_EXERCISE BRIEF:_
An exact reproduction of all the entries below is required.

● ● ●

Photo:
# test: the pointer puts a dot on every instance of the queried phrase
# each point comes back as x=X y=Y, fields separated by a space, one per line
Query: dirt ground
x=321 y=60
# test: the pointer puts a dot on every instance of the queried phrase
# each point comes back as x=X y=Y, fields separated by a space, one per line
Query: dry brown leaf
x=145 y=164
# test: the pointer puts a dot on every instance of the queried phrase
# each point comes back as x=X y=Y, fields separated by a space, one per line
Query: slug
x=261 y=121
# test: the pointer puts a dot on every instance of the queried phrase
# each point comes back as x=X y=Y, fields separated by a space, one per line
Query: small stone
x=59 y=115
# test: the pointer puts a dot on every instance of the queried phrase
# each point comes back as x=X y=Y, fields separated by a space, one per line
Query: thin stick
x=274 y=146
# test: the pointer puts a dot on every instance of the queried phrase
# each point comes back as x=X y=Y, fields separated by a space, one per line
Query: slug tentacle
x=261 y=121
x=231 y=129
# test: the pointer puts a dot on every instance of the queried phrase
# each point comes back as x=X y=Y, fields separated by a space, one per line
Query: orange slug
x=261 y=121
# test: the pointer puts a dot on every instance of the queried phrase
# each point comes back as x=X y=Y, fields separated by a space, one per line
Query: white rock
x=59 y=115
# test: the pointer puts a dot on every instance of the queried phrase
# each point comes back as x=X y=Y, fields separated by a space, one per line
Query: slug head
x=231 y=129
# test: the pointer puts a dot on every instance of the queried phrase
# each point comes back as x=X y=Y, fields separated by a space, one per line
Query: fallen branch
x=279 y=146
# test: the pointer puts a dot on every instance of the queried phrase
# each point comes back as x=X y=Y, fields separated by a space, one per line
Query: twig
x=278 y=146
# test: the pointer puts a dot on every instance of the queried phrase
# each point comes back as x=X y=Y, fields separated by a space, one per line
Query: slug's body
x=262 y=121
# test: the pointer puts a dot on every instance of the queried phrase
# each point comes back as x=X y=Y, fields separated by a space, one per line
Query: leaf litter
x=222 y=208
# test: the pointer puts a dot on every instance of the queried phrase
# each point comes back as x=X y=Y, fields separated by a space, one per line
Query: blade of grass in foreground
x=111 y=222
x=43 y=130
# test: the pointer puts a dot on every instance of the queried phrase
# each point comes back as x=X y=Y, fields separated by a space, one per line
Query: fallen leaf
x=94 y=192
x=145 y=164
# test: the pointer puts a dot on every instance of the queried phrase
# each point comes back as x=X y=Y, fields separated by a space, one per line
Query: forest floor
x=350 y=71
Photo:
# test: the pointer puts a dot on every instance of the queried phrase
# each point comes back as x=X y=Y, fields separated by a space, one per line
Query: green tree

● ● ●

_ANSWER BOX:_
Photo:
# test: the pointer puts a dot on every instance of the queried phrase
# each point comes back as x=X y=Y, fields separated by a space, one per line
Query: dirt ground
x=321 y=60
# test: the pointer puts a dot on every instance of the queried phrase
# each point comes back as x=X y=Y, fields separated by a space, one per line
Query: dry brown leaf
x=145 y=164
# test: the pointer puts a dot on every instance of the queried phrase
# each point comes back as x=X y=Y, fields separated by a space, one per line
Query: slug
x=261 y=121
# test: the pointer puts a dot on every instance of the queried phrase
# each point comes back as x=X y=Y, fields separated by a space, one per line
Query: small stone
x=59 y=115
# test: the pointer puts a dot on every instance of the queried phrase
# each point comes back as x=X y=Y, fields separated by a space, one per line
Query: thin stick
x=274 y=146
# test: the pointer puts a dot on every instance of the queried phrase
# each point comes back as x=X y=Y, fields separated by a space, one per line
Query: slug tentacle
x=261 y=121
x=231 y=129
# test: the pointer puts a dot on every instance of the queried phrase
# each point comes back as x=X y=Y, fields separated by a space, one per line
Query: orange slug
x=261 y=121
# test: the pointer puts a dot on every instance of the queried phrase
# each point comes back as x=X y=Y, fields separated by a space, one per line
Query: white rock
x=59 y=115
# test: the pointer puts a dot on every instance of the queried phrase
# each point comes back as x=X y=Y, fields separated by a space, one per line
Query: slug head
x=231 y=129
# test: the pointer puts a dot on every instance of the queried phrase
# each point comes back as x=X y=Y, fields separated by a space, one per line
Query: fallen branch
x=279 y=146
# test: the pointer puts a dot on every instance of the queried phrase
# each point comes back as x=X y=Y, fields separated by a space, one per line
Query: twig
x=278 y=146
# test: the pointer puts a dot on every instance of the queried phrase
# each point comes back as x=X y=Y, fields separated by a space, one per line
Query: slug's body
x=262 y=121
# test: the pointer puts a dot on every instance of the queried phrase
# each point comes back as x=X y=Y, fields separated by a space, one per line
Query: leaf litter
x=222 y=208
# test: the pointer puts a dot on every instance of the queried phrase
# each point comes back as x=X y=Y, fields separated by a space, one per line
Query: blade of grass in foreground
x=111 y=222
x=43 y=130
# test: the pointer puts a dot on every instance of the queried phrase
# each point comes back as x=X y=Y, fields separated by a space, one per line
Query: fallen leaf
x=94 y=192
x=145 y=164
# test: the pointer puts a dot on every instance of the queried phrase
# each point comes back as x=X y=Y, fields separated by a space, one per line
Query: forest floor
x=350 y=71
Photo:
# test: the pointer puts a dot on every instance of the queried phrase
# each point comes back as x=X y=Y, fields separated by a space, one per line
Query: green tree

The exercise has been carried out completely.